__Instructions to follow__
Reproduce the tail of the data exactly. It starts at the line containing "Where can the bare" and runs to the last line.

▼▼▼

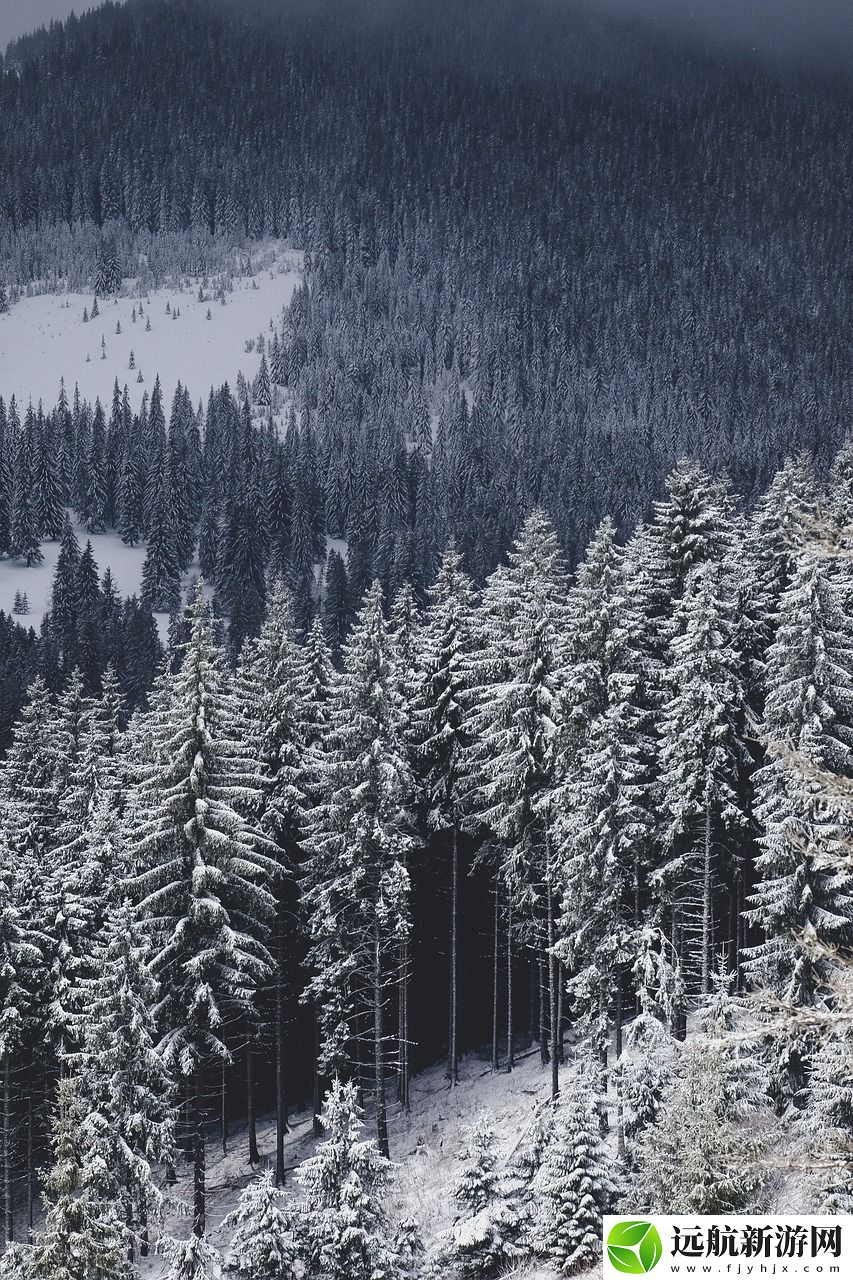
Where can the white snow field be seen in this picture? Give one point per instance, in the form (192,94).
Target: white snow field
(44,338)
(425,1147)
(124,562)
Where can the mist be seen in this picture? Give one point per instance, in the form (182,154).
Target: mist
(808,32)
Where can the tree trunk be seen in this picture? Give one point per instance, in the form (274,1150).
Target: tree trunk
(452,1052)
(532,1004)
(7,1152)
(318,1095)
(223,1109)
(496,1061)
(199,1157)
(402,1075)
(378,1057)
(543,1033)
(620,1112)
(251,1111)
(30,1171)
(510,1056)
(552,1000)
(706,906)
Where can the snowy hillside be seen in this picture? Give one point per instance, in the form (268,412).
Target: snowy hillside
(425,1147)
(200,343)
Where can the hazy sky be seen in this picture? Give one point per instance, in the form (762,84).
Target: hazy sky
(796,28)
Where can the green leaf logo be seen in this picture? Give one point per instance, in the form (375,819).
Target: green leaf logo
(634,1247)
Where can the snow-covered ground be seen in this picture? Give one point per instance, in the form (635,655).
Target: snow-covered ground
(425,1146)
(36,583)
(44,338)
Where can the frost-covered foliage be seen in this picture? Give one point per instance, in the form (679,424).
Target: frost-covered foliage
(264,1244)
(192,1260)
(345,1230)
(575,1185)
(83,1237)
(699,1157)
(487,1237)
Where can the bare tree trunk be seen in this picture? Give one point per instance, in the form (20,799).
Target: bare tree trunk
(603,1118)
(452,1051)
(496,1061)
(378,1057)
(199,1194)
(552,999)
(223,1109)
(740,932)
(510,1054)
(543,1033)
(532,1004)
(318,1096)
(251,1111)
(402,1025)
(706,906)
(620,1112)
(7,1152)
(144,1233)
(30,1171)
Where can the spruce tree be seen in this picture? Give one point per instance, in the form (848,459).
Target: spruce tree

▲▲▲

__Exercise result__
Where can the bare tree trunk be seen in this picture? Give one point per instance, in the form (20,799).
Target: bare tree trunk
(603,1118)
(452,1051)
(496,1061)
(378,1057)
(199,1194)
(552,999)
(223,1109)
(740,932)
(510,1054)
(543,1033)
(532,1004)
(318,1096)
(251,1111)
(402,1025)
(706,906)
(620,1112)
(7,1152)
(144,1233)
(30,1171)
Where can the spruce tree be seen in this picture? Give one point per instance, in the form (848,459).
Target: spruce tree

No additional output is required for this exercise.